L’importance du rendez-vous de 1980 a aussi été reconnue en 1997, par l’actuel chef de l’opposition à l’Assemblée nationale. Il a alors affirmé, et je le cite :
« Soyons clairs sur une chose, le droit du Québec de décider lui-même de son avenir a été réglé en 1980. Il n’est plus question de revenir là-dessus. »
Ce droit, notre plus fondamental comme peuple, fut exercé à deux reprises par la suite.
Rappelons tout d’abord que, en 1992, le premier ministre du Québec, Monsieur Robert Bourassa, a proposé à la population québécoise, cette société libre et capable d’assumer son destin, un projet d’accord politique connu sous le nom d’Entente de Charlottetown. La question posée fut soumise, débattue et adoptée par l’Assemblée nationale. Comme on le sait, cette entente fut rejetée, à la majorité des voix exprimées.
Il est utile de rappeler aussi que ce second référendum fut tenu suivant les règles de la démocratie québécoise. L’organisation, les règles de financement des deux options et le contrôle de l’exercice du droit de vote, tout cela fut confié au Directeur général des élections et soumis à la Loi sur les consultations populaires du Québec. Le gouvernement fédéral de l’époque, pourtant un ardent défenseur de l’entente, ne mit jamais en cause la capacité de la démocratie québécoise d’assurer un déroulement satisfaisant du scrutin et un résultat incontestable.

Présentation de l'exercice
Recopiez en entier le texte ci-dessus sur le droit du Québec de décider de son avenir, sans y changer un seul mot.

Descriptions de régions en langage naturel
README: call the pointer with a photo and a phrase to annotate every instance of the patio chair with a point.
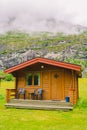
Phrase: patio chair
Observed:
(21, 91)
(38, 93)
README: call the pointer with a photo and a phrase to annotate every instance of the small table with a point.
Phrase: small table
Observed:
(31, 95)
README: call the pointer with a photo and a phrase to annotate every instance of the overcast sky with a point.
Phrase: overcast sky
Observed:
(32, 14)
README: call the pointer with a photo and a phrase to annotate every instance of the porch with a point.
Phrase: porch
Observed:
(36, 104)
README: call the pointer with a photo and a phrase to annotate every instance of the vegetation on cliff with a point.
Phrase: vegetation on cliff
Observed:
(17, 47)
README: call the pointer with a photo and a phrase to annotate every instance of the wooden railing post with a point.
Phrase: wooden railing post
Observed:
(7, 95)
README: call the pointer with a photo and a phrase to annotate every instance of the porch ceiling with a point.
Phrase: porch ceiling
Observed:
(38, 62)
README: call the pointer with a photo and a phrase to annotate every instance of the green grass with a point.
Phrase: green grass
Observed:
(24, 119)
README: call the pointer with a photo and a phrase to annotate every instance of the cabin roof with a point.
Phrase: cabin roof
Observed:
(45, 61)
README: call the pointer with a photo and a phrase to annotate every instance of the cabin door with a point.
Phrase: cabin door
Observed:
(56, 86)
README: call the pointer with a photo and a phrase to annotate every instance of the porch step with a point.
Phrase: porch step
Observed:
(39, 104)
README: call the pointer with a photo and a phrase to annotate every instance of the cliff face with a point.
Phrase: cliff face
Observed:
(19, 47)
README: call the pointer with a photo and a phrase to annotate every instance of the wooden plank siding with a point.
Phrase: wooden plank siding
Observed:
(53, 89)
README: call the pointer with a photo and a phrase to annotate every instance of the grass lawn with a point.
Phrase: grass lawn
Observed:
(24, 119)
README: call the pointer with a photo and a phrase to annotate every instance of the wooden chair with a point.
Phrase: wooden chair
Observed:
(20, 91)
(38, 93)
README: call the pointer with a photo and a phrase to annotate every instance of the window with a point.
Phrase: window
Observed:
(33, 79)
(29, 79)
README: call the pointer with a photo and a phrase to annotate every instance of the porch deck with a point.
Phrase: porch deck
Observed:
(39, 104)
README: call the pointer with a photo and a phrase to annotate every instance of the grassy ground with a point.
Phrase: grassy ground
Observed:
(20, 119)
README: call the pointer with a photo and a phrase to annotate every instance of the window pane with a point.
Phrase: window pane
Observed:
(37, 79)
(29, 79)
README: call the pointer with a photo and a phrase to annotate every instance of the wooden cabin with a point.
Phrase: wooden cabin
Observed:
(58, 80)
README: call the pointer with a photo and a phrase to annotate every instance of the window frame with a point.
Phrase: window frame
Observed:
(33, 79)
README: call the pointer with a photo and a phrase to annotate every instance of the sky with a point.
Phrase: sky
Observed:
(39, 15)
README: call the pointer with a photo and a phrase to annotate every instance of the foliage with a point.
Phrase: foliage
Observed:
(7, 77)
(19, 119)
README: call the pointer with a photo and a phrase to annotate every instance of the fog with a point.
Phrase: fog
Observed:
(42, 15)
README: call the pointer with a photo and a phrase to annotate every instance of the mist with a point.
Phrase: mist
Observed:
(42, 15)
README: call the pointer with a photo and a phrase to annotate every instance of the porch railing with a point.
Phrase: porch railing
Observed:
(10, 93)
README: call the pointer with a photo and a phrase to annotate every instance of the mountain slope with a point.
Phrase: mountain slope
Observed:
(17, 47)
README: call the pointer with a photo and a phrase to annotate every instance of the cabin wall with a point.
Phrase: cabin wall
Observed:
(71, 85)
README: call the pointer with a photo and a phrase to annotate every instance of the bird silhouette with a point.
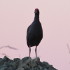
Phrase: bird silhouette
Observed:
(34, 32)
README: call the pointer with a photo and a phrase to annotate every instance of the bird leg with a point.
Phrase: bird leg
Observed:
(29, 51)
(36, 51)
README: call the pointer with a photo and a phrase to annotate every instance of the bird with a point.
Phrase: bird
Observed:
(34, 32)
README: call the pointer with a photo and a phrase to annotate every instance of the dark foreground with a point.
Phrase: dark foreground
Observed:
(25, 63)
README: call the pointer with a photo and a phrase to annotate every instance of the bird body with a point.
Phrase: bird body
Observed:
(34, 31)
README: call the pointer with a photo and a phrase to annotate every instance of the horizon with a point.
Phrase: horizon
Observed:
(17, 15)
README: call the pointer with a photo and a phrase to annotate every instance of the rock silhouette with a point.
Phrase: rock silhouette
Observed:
(25, 63)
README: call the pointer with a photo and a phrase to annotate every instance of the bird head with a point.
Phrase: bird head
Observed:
(36, 11)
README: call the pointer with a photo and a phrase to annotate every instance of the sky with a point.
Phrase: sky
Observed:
(17, 15)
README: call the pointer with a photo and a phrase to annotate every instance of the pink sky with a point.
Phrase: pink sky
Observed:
(17, 15)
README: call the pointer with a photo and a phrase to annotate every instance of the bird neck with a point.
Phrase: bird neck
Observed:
(36, 17)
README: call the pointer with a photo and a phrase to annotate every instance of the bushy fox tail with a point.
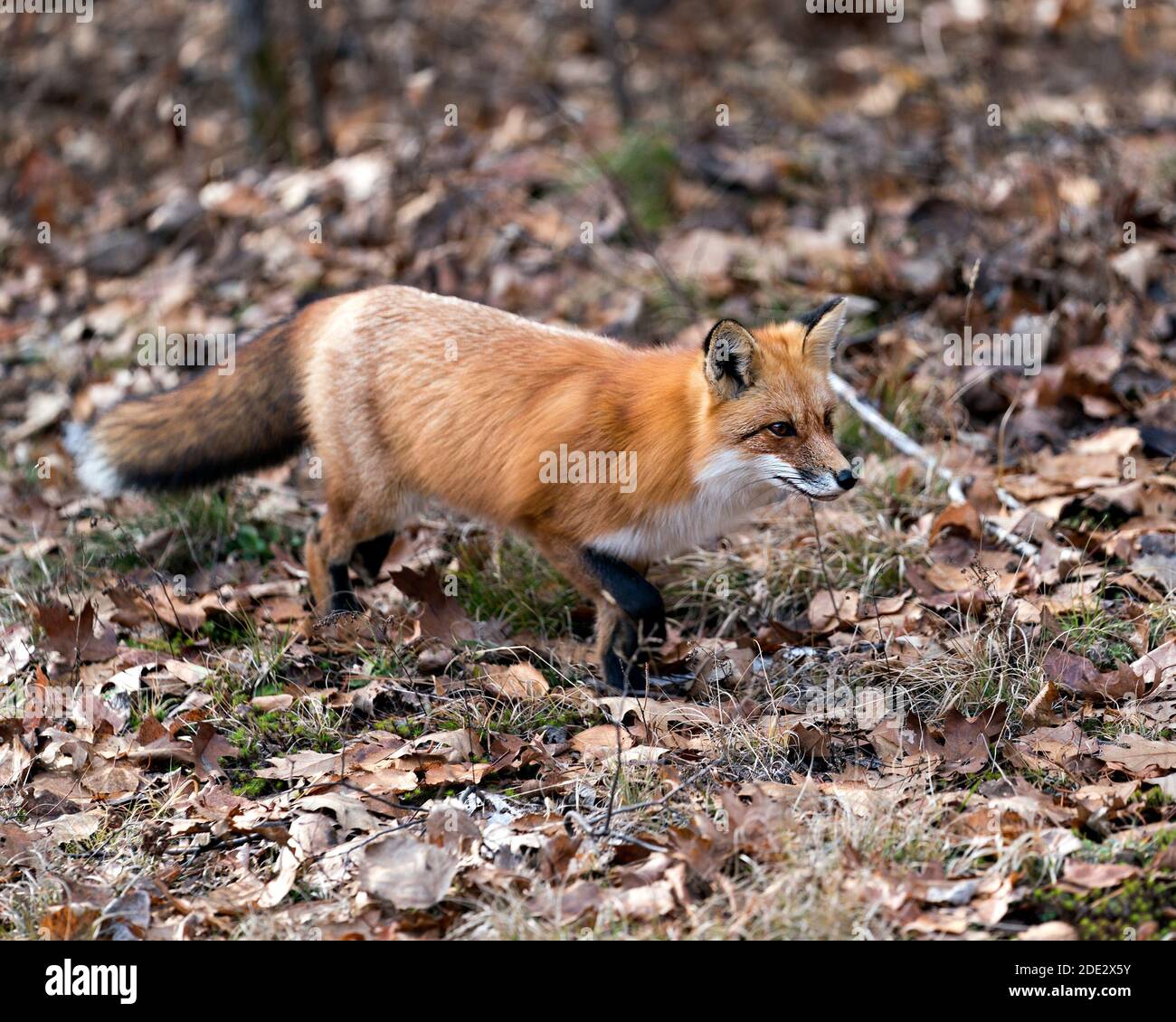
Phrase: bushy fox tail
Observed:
(207, 430)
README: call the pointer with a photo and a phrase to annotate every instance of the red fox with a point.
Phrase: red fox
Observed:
(604, 455)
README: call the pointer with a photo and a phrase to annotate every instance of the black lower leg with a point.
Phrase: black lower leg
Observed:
(342, 595)
(642, 621)
(371, 554)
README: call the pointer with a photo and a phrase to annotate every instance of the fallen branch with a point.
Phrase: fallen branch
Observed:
(900, 440)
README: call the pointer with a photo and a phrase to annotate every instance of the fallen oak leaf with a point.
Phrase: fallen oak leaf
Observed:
(75, 639)
(1143, 758)
(514, 681)
(406, 873)
(207, 747)
(1096, 875)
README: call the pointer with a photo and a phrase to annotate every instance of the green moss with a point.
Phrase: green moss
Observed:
(1109, 915)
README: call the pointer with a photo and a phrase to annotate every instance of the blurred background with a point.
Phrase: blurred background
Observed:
(635, 167)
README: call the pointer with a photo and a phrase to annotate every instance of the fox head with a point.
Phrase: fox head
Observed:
(771, 403)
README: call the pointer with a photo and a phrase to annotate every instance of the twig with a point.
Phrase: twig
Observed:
(913, 449)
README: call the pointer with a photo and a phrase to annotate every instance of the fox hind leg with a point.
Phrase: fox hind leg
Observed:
(631, 615)
(371, 554)
(328, 551)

Réponse
L’importance du rendez-vous de 1980 a aussi été reconnue en 1997, par l’actuel chef de l’opposition à l’Assemblée nationale. Il a alors affirmé, et je le cite :
« Soyons clairs sur une chose, le droit du Québec de décider lui-même de son avenir a été réglé en 1980. Il n’est plus question de revenir là-dessus. »
Ce droit, notre plus fondamental comme peuple, fut exercé à deux reprises par la suite.
Rappelons tout d’abord que, en 1992, le premier ministre du Québec, Monsieur Robert Bourassa, a proposé à la population québécoise, cette société libre et capable d’assumer son destin, un projet d’accord politique connu sous le nom d’Entente de Charlottetown. La question posée fut soumise, débattue et adoptée par l’Assemblée nationale. Comme on le sait, cette entente fut rejetée, à la majorité des voix exprimées.
Il est utile de rappeler aussi que ce second référendum fut tenu suivant les règles de la démocratie québécoise. L’organisation, les règles de financement des deux options et le contrôle de l’exercice du droit de vote, tout cela fut confié au Directeur général des élections et soumis à la Loi sur les consultations populaires du Québec. Le gouvernement fédéral de l’époque, pourtant un ardent défenseur de l’entente, ne mit jamais en cause la capacité de la démocratie québécoise d’assurer un déroulement satisfaisant du scrutin et un résultat incontestable.